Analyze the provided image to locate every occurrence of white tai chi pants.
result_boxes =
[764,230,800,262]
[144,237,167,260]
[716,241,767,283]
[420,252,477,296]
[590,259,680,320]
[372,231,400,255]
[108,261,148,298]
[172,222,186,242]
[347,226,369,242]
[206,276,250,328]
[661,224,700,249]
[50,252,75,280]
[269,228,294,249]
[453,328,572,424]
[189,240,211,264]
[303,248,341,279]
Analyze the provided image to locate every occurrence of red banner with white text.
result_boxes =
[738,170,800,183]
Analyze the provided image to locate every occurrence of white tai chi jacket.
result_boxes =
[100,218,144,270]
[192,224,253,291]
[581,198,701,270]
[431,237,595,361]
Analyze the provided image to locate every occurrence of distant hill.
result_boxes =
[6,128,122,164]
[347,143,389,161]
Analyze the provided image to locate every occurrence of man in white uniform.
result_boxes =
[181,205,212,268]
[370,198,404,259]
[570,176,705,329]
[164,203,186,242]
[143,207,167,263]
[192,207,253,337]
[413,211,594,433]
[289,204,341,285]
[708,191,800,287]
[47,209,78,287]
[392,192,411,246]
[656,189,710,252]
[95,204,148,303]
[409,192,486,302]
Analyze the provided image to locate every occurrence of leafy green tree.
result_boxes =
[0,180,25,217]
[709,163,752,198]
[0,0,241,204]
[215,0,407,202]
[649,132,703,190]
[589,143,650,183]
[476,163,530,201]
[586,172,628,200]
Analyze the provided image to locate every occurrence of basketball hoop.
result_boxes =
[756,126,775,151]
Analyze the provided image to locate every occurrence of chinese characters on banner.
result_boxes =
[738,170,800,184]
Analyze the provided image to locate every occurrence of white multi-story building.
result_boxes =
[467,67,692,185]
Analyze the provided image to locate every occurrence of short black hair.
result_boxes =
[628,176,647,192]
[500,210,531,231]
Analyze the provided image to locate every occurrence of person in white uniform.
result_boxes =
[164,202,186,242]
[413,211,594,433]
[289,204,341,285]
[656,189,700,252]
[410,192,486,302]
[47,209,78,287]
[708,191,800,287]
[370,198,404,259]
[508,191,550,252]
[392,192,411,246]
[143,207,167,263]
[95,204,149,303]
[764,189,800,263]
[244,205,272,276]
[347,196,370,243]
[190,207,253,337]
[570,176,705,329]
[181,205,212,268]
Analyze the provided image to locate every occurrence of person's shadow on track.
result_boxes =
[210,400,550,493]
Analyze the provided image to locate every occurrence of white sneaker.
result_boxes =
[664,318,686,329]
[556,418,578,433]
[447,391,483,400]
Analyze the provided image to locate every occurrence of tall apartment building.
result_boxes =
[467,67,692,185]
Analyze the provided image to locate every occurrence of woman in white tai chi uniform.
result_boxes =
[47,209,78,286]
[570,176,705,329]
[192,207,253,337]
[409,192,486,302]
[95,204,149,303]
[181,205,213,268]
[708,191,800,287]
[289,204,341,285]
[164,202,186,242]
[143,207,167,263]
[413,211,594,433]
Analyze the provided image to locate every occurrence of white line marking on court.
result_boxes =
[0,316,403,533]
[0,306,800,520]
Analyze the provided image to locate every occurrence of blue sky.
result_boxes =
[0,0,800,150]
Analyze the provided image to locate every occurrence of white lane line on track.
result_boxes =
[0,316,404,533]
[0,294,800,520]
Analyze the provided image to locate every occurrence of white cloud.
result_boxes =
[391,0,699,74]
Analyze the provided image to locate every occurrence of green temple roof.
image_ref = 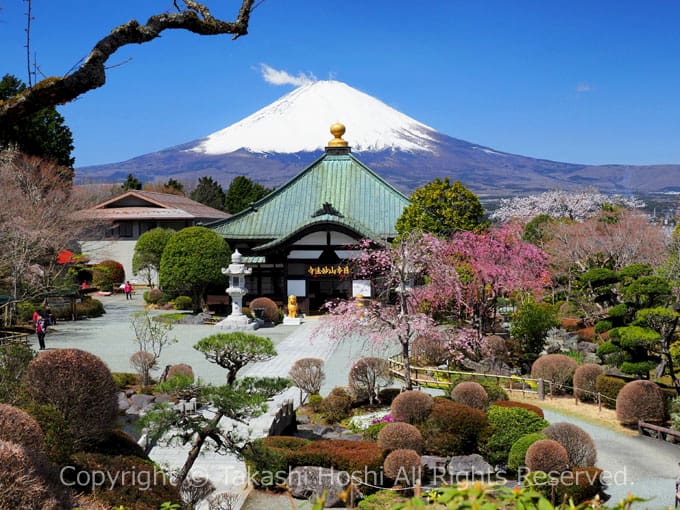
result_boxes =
[207,150,409,250]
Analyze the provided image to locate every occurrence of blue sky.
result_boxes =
[0,0,680,166]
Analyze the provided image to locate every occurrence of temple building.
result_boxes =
[207,124,409,313]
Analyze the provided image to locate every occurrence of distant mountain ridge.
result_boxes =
[76,81,680,196]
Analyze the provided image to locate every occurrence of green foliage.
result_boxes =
[508,432,547,473]
[172,296,193,310]
[120,174,142,191]
[159,227,231,310]
[132,227,175,286]
[0,74,75,170]
[510,301,559,355]
[190,176,226,211]
[395,177,489,236]
[224,175,272,214]
[482,405,548,465]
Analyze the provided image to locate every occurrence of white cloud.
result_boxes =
[260,64,316,87]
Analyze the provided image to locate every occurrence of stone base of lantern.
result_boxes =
[215,314,260,331]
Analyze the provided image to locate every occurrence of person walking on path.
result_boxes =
[35,316,47,351]
[123,281,132,299]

■ ■ ■ ■ ■ ■ ■

§ Written problem: Could you reproduce every line of the listing above word for word, leaving out the pictures?

§ Problem solution:
Analyze the provided image to locate every occurrence of white tai chi pants.
result_boxes =
[764,230,800,262]
[144,237,167,260]
[716,241,767,283]
[420,252,477,296]
[590,259,680,320]
[372,231,400,255]
[108,261,148,298]
[172,222,186,242]
[347,226,369,242]
[206,276,250,328]
[661,224,700,249]
[50,252,75,280]
[269,228,294,249]
[453,328,572,424]
[189,240,211,264]
[303,248,341,279]
Analyze the provided image to locate every occurrence of red banner with white text.
result_boxes =
[738,170,800,183]
Analyze the provided image to locate every occurrence of white tai chi jacket.
result_boxes =
[100,218,144,270]
[192,224,253,291]
[581,198,701,270]
[431,237,595,361]
Analyze the provided image to locate every occurrence of distant hill.
result_boxes =
[6,128,122,164]
[347,143,389,161]
Analyze the provided image to locate every occurrence of man in white uniform.
result_boxes =
[181,205,212,268]
[370,198,404,259]
[570,176,705,329]
[164,203,186,242]
[143,207,167,263]
[192,207,253,337]
[413,211,594,433]
[289,204,341,285]
[708,191,800,287]
[47,209,78,287]
[392,192,411,246]
[656,189,710,252]
[95,204,148,303]
[409,192,486,302]
Analyze the provided image to locate every occurrence of leafy green tree.
result_boxes =
[0,180,25,217]
[709,163,752,198]
[0,0,241,204]
[215,0,407,202]
[649,132,703,190]
[589,143,650,183]
[476,163,530,201]
[586,172,628,200]
Analyze the provided image to locate every occurrence of basketball hoop.
result_boxes =
[756,126,775,151]
Analyze the provided image to locate every occurrence of chinese characters on banner.
result_boxes =
[738,170,800,184]
Analyze the provided image to locate every occurrence of white multi-story building.
result_boxes =
[467,67,692,185]
Analyze the provided image to locate every occurrence of short black hair.
result_boxes =
[628,176,647,192]
[500,210,531,231]
Analyze the provided image to locate every occurrence of person in white uniform.
result_boxes =
[164,202,186,242]
[413,211,594,433]
[289,204,341,285]
[656,189,700,252]
[410,192,486,302]
[47,209,78,287]
[708,191,800,287]
[370,198,404,259]
[508,191,550,252]
[392,192,411,246]
[143,207,167,263]
[95,204,149,303]
[764,189,800,263]
[244,205,272,276]
[347,196,370,243]
[190,207,253,337]
[570,176,705,329]
[181,205,212,268]
Analyze the provided image to locate every occurrence of person's shadow on track.
result_boxes =
[210,400,550,493]
Analyze the provided image to locate every occurrence of white sneaker.
result_boxes =
[664,318,686,329]
[556,418,578,433]
[447,391,483,400]
Analyze the provided image to locate every occurrence of tall apartment building.
result_boxes =
[467,67,692,185]
Analyze the provided image to locate every occurrence of woman in white tai chi uniform.
result_boxes =
[47,209,78,286]
[570,176,705,329]
[192,207,253,337]
[409,192,486,302]
[95,204,149,303]
[181,205,213,268]
[708,191,800,287]
[289,204,341,285]
[164,202,186,242]
[143,207,167,263]
[413,211,594,433]
Analyze the provided image to locate every occurrence of white line marking on court.
result_boxes =
[0,316,403,533]
[0,306,800,520]
Analyze the provided image to locate every occurrence of blue sky.
result_boxes =
[0,0,800,150]
Analyze the provided image to locate every occurrence of white lane line on track.
result_boxes =
[0,316,404,533]
[0,294,800,520]
Analyze the provided image to locate every occurrence of white cloud.
result_boxes =
[391,0,699,74]
Analyze the provided image to locate every occurrence of green temple roof.
image_ref = 
result_boxes =
[207,150,409,250]
Analyze the provided image to locate every occurrence of blue sky.
result_boxes =
[0,0,680,166]
Analyze the provided image to locate every occurrence of temple building.
result_boxes =
[207,124,409,313]
Analyze the provided image to locate every occurrence of distant mountain ridge.
result_boxes =
[76,81,680,196]
Analyze the provided image to locate every occurrence of green foliage.
result_boxes =
[508,432,547,473]
[172,296,193,310]
[120,174,142,191]
[159,227,231,310]
[132,227,175,286]
[0,74,75,170]
[510,301,559,355]
[190,176,226,211]
[395,177,489,236]
[224,175,272,214]
[482,405,548,465]
Analyze the provided image to locate every occurrence of white cloud.
result_boxes =
[260,64,316,87]
Analyze the provided image to locate every occurrence of stone base of lantern.
result_boxes =
[215,314,260,331]
Analyze the provided image to locate every occurrence of person walking on path.
result_boxes =
[35,316,47,351]
[123,281,132,299]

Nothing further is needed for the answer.